> [INSTRUCTIONS FOR THE TASK] Scale part of the records below: begin at the line that contains "A note to the class: find the rocky" and continue through the end of the records, writing those lines out again with the requests included. Multiply every coordinate in the answers by 0.4 and round to whole numbers, rounding halves up.

* * * * * * * * *

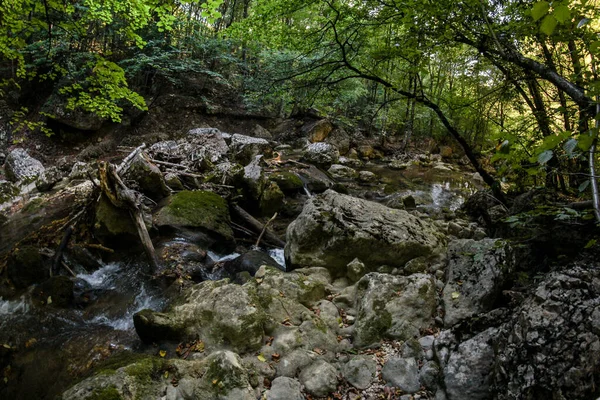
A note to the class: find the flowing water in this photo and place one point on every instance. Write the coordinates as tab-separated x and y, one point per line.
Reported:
43	349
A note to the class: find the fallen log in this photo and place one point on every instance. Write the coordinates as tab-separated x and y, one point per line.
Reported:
257	226
123	197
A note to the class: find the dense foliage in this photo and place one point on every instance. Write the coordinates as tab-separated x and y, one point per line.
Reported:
514	82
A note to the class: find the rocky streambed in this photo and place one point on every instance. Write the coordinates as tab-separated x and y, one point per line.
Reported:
381	291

* * * * * * * * *

> [SOLUTION TO THE PROBLEM]
A note to the class: find the rocky streambed in this photo and place one point on every instance. Write the coordinates as tab-separated x and y, one point per line.
Reported:
152	116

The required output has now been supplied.